:: Teks yang diberikan ::

Sesuai permintaan istrinya itu, sejak menikah Yan mulai bekerja di sebuah perusahaan yg berada di U.A.E (Middle East) dengan kontrak 3 bulan. Saat pertama meninggalkan istri ada  rasa kasihan karena harus berjauhan dan meninggalkannya seorang diri. ''Tapi puji Tuhan walaupun jauh kami masih bisa komunikasi lewat telpon walau saya harus membayar lebih karena menggunakan telepon satelit yg ada di kapal. Pada waktu itu saya berada di Iran Oilfieid tepatnya di Bargan Offshore. Tiga bulan saya habiskan hari-hari di tengah laut tanpa menginjak daratan hingga tiba waktunya kapal kembali ke Dubai untuk pertukaran crew dan melakukan sedikit perbaikan perbaikan pada kapal. Dan saya pulang ke Tanah Air

Setelah 1 bulan di rumah, Yan kembali ke Dubai dan bekerja di kapal yang di carter oleh BP (British Petroleum) yg ada di Hamriyah, Dubai. ''Kami melakukan maintenance & diving operation pada SBM ( Single Buoy Mooring) dan melayani kapal super tanker yang akan ambil muatan dari BP refinery. Puji Tuhan selama saya bekerja di perusahaan tersebut saya bisa mengatur jadwal saya bekerja dan saat cuti di rumah jadi saya bisa selalu berada disaat Natal dan Tahun Baru.

:::

Soal latihan 1
Tuliskan semua lama waktu yang disebut dalam cerita tentang Yan yang bekerja di kapal.
Soal latihan 2
Dalam cerita tentang Yan, siapa yang mencarter kapal tempat ia bekerja di Hamriyah, Dubai?
Soal latihan 3
Sambung cerita tentang Yan yang bekerja di kapal, mulai setelah kalimat terakhirnya.

:: Daftar baris ::

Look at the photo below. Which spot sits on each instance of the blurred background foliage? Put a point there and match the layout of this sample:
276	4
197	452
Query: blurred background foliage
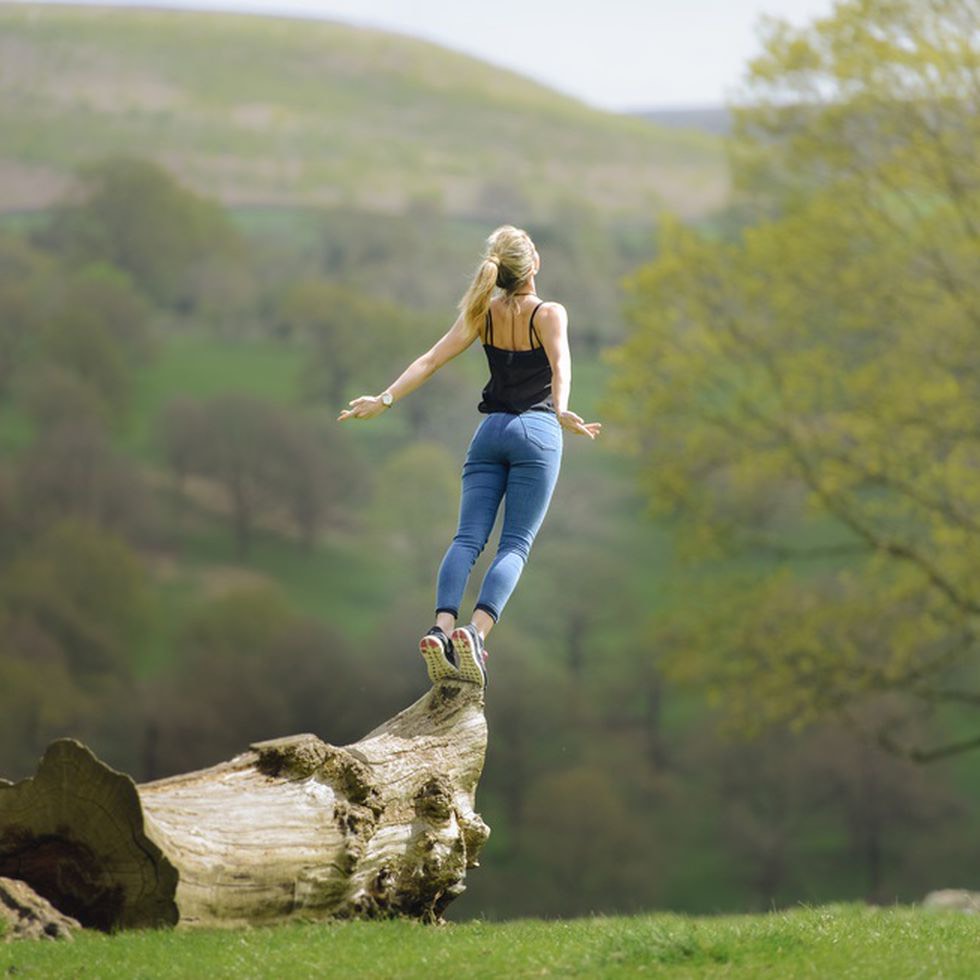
751	614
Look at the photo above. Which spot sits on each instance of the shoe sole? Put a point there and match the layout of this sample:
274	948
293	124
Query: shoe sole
435	660
469	660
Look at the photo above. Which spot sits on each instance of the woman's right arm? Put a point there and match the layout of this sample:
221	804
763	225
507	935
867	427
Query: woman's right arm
459	336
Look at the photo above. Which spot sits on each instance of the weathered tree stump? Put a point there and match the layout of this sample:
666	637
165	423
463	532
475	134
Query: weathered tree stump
292	827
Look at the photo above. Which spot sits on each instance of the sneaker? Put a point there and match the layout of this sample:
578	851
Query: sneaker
470	654
437	652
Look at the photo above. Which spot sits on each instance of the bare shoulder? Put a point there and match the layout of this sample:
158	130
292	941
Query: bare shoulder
552	316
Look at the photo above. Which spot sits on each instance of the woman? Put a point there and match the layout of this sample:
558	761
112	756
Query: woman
515	453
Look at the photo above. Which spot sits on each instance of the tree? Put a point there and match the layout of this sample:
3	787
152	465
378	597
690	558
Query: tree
71	470
416	499
803	396
22	272
133	213
84	593
269	463
355	338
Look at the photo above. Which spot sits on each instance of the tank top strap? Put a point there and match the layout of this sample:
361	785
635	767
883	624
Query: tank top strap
532	333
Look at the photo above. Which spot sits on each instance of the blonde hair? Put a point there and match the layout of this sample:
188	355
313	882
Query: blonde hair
507	264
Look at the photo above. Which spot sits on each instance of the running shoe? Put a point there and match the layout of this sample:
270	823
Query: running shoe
437	652
471	657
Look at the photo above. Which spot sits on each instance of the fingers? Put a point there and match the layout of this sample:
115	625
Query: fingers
358	410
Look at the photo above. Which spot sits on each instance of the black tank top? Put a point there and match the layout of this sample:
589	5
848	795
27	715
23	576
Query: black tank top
520	380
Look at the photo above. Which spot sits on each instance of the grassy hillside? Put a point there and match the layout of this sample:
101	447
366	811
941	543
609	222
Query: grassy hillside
838	941
256	110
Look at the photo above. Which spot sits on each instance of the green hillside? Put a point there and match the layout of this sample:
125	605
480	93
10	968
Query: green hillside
263	111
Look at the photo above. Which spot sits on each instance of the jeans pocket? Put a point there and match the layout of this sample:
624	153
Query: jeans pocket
541	432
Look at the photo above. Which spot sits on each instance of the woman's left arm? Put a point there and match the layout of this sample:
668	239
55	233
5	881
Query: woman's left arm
459	336
552	324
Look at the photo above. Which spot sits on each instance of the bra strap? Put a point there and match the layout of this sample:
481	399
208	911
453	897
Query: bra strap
532	333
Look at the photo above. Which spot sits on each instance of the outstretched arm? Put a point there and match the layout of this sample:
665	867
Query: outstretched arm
552	327
454	342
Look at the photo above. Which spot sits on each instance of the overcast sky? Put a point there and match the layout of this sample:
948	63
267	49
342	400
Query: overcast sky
616	54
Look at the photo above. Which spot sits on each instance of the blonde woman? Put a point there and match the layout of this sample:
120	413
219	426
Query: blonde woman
515	453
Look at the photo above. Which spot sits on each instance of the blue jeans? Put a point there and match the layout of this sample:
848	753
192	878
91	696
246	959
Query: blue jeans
512	457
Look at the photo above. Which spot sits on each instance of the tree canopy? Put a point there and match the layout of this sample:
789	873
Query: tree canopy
803	393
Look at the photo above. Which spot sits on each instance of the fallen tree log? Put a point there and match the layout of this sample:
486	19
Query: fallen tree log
292	827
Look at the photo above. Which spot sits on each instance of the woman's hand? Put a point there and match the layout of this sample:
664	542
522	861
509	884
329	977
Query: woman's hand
365	407
575	423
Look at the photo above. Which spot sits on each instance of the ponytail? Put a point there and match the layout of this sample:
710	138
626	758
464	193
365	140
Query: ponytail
508	262
476	300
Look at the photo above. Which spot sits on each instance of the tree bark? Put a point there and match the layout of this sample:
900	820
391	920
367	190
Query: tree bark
292	827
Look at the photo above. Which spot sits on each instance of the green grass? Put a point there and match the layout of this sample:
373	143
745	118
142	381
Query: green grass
839	941
199	366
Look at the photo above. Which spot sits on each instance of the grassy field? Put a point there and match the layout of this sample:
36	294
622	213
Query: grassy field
258	110
838	941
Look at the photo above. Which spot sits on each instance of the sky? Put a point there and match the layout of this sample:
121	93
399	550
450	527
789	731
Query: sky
613	54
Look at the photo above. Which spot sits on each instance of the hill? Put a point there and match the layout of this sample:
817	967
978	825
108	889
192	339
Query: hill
267	111
710	119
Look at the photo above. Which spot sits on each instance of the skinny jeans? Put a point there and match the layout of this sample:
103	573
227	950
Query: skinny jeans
514	458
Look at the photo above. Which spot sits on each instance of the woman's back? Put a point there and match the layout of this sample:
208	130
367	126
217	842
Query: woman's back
520	372
509	329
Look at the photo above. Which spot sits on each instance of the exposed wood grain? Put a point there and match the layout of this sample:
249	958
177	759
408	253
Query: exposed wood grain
293	826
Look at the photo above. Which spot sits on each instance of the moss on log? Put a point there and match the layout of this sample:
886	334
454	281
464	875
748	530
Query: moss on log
291	827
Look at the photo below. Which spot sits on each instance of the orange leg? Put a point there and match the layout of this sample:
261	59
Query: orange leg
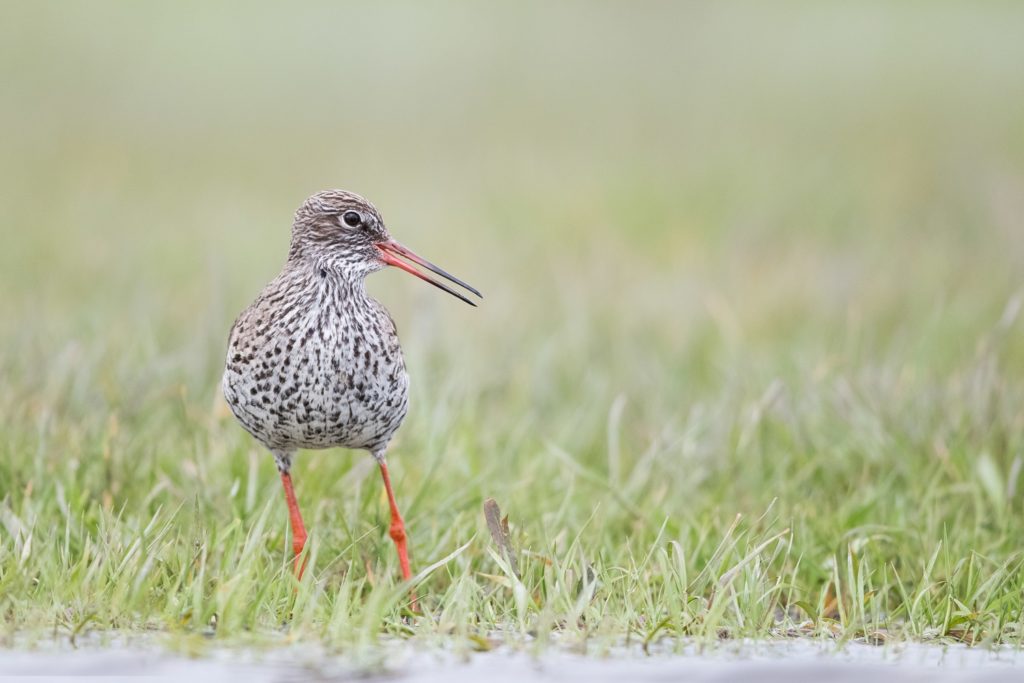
298	528
397	525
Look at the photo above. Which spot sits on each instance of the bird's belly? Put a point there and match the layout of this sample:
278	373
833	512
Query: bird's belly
321	401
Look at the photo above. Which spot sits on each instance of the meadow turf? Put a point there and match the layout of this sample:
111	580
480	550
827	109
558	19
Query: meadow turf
750	363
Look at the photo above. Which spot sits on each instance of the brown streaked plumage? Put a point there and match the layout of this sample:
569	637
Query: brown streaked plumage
314	363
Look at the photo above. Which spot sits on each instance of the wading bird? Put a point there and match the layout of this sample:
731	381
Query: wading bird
314	363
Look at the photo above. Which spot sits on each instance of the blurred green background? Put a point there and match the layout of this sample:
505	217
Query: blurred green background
796	222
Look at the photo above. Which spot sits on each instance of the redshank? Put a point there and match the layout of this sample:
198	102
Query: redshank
314	363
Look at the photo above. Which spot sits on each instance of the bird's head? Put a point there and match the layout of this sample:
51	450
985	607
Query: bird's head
341	232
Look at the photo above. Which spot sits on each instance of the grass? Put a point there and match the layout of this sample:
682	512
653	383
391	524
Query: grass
751	361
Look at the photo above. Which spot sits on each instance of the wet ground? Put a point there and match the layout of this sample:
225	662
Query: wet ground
784	662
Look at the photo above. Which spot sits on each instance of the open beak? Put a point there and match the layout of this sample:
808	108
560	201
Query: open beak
391	250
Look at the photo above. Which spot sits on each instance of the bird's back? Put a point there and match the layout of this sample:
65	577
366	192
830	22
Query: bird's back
314	363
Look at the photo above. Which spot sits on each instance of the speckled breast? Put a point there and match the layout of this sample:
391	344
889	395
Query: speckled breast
329	374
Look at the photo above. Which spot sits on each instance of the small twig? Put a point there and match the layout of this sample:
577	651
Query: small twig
499	528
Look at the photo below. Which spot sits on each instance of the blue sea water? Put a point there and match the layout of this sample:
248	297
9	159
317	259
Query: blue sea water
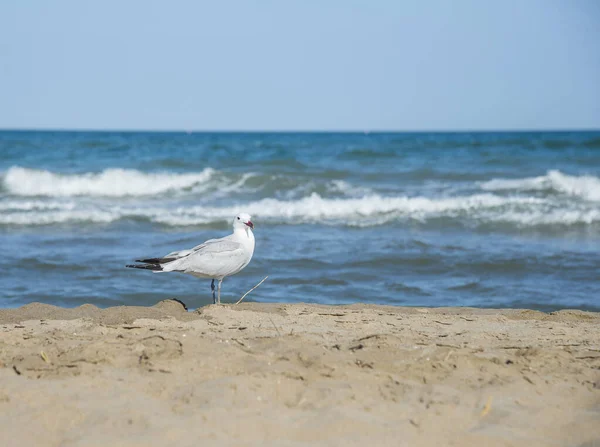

:::

Jawaban latihan 1
- 3 bulan (kontrak kerja pertama di U.A.E)
- tiga bulan di tengah laut tanpa menginjak daratan
- 1 bulan di rumah sebelum kembali ke Dubai

Jawaban latihan 2
BP (British Petroleum).

Jawaban latihan 3
Kejadian yang paling buat hati saya berat, kata Yan, pada tahun 2008 tepatnya awal maret, pada saat itu istri saya sedang mengandung dengan usia kandungan baru 3 bulan, dua hari lagi saya akan berangkat bekerja kami mandapat ujian harus kehilangan apa yang kami harapkan, pada saat itu langsung saya mengabarkan berita tersebut ke kantor yg berpusat di Sharjah.U.A.E bahwa saya tidak bisa berangkat karena istri saya mengalami keguguran kandungan. ''Saya bersyukur karena perusahaan bisa mengerti alasan saya dan saya memperpanjang masa cuti 1 bulan lagi,''kata pria kelahiran Tanjungbalai Karimun.

Setelah semuanya normal Yan pun kembali berangkat ke Bahrain, kebetulan kapal hanya beroprasi di pelabuhan jadi komunikasi tidak terputus lagi.
Dengan jadwal yg sudah teratur Yan kembali kerja beberapa Negara di Arab seperti Jordan ,Iran dan Yaman. Hingga awal 2010, Yang memutuskan sekolah lagi untuk  peningkatan ijazah sambil menunggu kelahiran buah hati yang sudah lama ditunggunya. Dan di bulan Maret tgl 6 lahirlah seorang bayi laki-laki yang diberi Yan nama Corliss Mario Jocasta Simatupang. Putra pertamanya itu kini sudah berusia 1 tahun 8 bulan.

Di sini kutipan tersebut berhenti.